+++ THE DATA +++

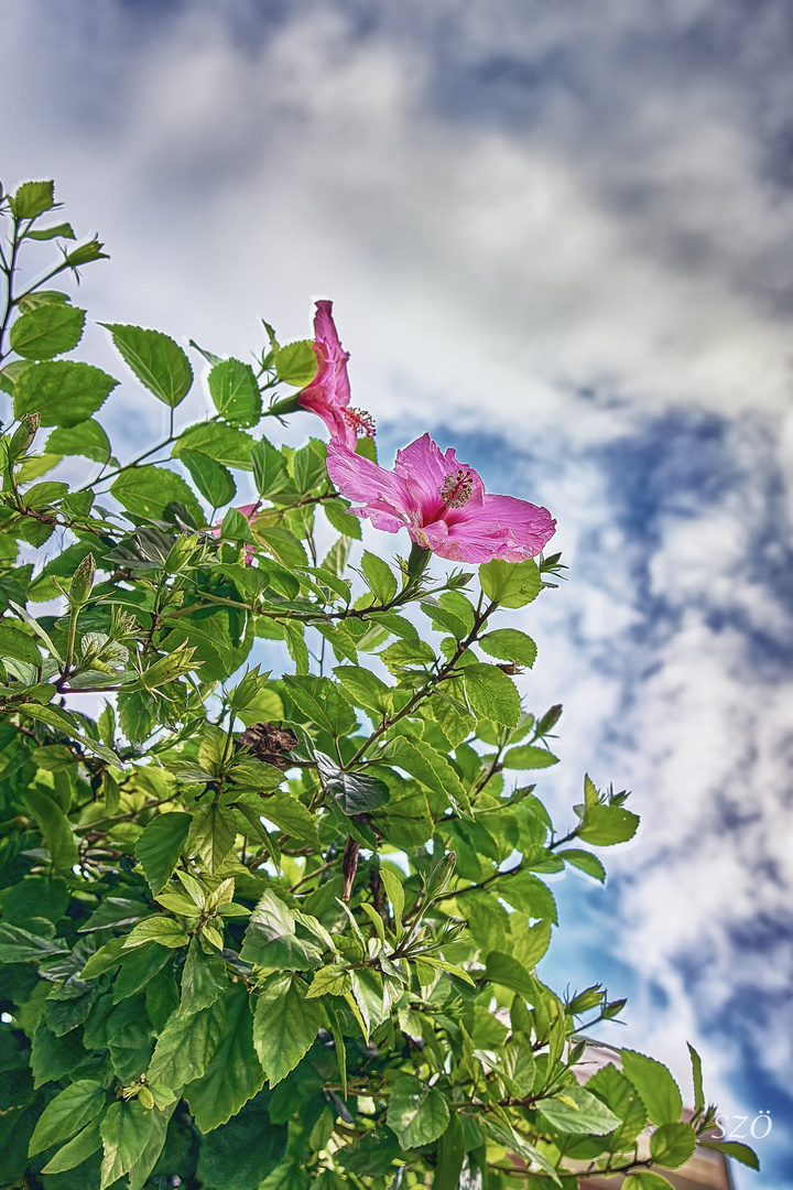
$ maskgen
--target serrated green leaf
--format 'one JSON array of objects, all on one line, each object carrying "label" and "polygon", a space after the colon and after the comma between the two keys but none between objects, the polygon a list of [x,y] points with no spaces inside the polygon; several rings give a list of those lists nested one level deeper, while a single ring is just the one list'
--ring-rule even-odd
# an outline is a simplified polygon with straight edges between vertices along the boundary
[{"label": "serrated green leaf", "polygon": [[11,346],[24,359],[51,359],[71,351],[82,338],[86,311],[76,306],[40,306],[11,327]]},{"label": "serrated green leaf", "polygon": [[170,503],[184,505],[196,525],[206,522],[201,505],[195,499],[191,488],[181,476],[164,466],[133,466],[122,471],[111,488],[112,494],[122,508],[134,516],[147,520],[165,520],[165,509]]},{"label": "serrated green leaf", "polygon": [[262,394],[250,364],[221,359],[207,377],[218,413],[237,426],[254,426],[262,416]]},{"label": "serrated green leaf", "polygon": [[100,322],[111,332],[113,345],[140,383],[157,400],[175,408],[193,384],[190,361],[177,343],[162,331],[119,322]]},{"label": "serrated green leaf", "polygon": [[604,1136],[621,1123],[619,1116],[583,1086],[565,1086],[535,1102],[553,1128],[574,1135]]},{"label": "serrated green leaf", "polygon": [[222,1039],[202,1078],[184,1088],[184,1097],[201,1132],[227,1123],[258,1091],[265,1075],[253,1047],[253,1020],[247,990],[233,984],[224,997]]},{"label": "serrated green leaf", "polygon": [[266,979],[257,1000],[253,1044],[270,1086],[295,1069],[325,1023],[321,1006],[306,992],[302,979],[279,972]]},{"label": "serrated green leaf", "polygon": [[501,607],[524,607],[536,599],[542,589],[542,578],[536,562],[493,562],[479,566],[479,582],[487,599]]},{"label": "serrated green leaf", "polygon": [[497,665],[478,663],[465,665],[461,674],[466,697],[474,715],[515,727],[521,718],[521,700],[512,679]]},{"label": "serrated green leaf", "polygon": [[446,1132],[449,1109],[438,1088],[404,1075],[391,1088],[385,1120],[403,1148],[417,1148]]},{"label": "serrated green leaf", "polygon": [[134,845],[134,853],[143,864],[146,883],[152,894],[168,884],[190,833],[193,819],[175,810],[152,819]]},{"label": "serrated green leaf", "polygon": [[635,1050],[621,1050],[621,1054],[622,1069],[641,1095],[650,1123],[676,1123],[682,1098],[667,1067]]},{"label": "serrated green leaf", "polygon": [[14,416],[38,413],[43,426],[80,425],[96,413],[118,381],[73,359],[29,364],[14,384]]},{"label": "serrated green leaf", "polygon": [[102,1084],[81,1078],[50,1100],[38,1117],[27,1155],[34,1157],[50,1145],[69,1140],[99,1115],[105,1107]]}]

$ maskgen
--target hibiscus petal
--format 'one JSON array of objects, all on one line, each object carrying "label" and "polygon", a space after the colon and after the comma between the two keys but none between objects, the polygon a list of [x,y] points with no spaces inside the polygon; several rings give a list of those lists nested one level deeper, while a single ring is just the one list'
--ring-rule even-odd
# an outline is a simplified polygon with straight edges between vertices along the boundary
[{"label": "hibiscus petal", "polygon": [[338,438],[328,444],[328,475],[342,496],[365,505],[352,512],[370,516],[377,528],[396,533],[397,528],[414,522],[404,481],[370,458],[355,455]]},{"label": "hibiscus petal", "polygon": [[465,505],[446,518],[448,540],[442,558],[454,562],[525,562],[534,558],[556,531],[556,521],[547,508],[539,508],[515,496],[484,497],[482,506]]}]

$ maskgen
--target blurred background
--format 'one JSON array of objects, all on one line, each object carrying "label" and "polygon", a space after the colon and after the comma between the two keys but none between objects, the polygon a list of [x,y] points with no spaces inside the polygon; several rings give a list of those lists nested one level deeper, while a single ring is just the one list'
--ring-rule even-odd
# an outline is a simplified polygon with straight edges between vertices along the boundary
[{"label": "blurred background", "polygon": [[[564,827],[589,771],[642,828],[554,883],[541,975],[628,995],[602,1035],[688,1101],[694,1044],[763,1164],[736,1185],[793,1186],[793,8],[25,0],[0,33],[0,177],[99,231],[89,317],[247,358],[332,298],[382,462],[429,430],[558,518],[568,582],[517,613],[527,708],[565,704],[542,791]],[[163,407],[84,342],[130,458]]]}]

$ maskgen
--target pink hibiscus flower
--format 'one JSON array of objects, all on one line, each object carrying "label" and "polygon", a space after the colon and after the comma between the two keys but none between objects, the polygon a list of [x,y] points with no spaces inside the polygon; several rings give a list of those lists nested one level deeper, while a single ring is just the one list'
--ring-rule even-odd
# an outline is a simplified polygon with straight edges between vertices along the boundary
[{"label": "pink hibiscus flower", "polygon": [[547,508],[514,496],[489,496],[472,466],[443,455],[429,434],[397,451],[394,471],[355,455],[334,439],[328,446],[328,475],[355,516],[376,528],[411,539],[452,562],[525,562],[553,537],[556,521]]},{"label": "pink hibiscus flower", "polygon": [[317,301],[313,344],[316,375],[301,392],[297,403],[322,418],[332,438],[338,438],[345,446],[354,450],[359,434],[367,438],[375,434],[375,421],[370,413],[353,409],[350,405],[350,352],[341,347],[332,311],[333,302]]}]

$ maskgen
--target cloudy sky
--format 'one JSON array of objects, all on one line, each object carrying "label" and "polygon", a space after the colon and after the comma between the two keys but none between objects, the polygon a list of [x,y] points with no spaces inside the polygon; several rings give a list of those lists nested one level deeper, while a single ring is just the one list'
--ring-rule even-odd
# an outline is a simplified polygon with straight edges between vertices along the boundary
[{"label": "cloudy sky", "polygon": [[[382,457],[429,428],[558,516],[546,788],[564,820],[589,770],[643,826],[605,890],[556,885],[546,978],[630,994],[613,1040],[686,1085],[692,1040],[774,1120],[741,1190],[793,1185],[789,4],[25,0],[0,32],[0,176],[100,232],[95,318],[243,355],[332,298]],[[117,449],[159,433],[138,400]]]}]

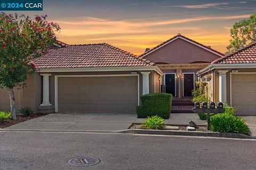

+++

__CHALLENGE__.
Return each line of the material above that contains the string "target". Case counts, so lines where it appears only in other capitalization don't match.

__EXPECTED OUTPUT__.
--target serrated green leaf
--target hibiscus petal
--target blurred background
--target pink hibiscus flower
--target cloudy sky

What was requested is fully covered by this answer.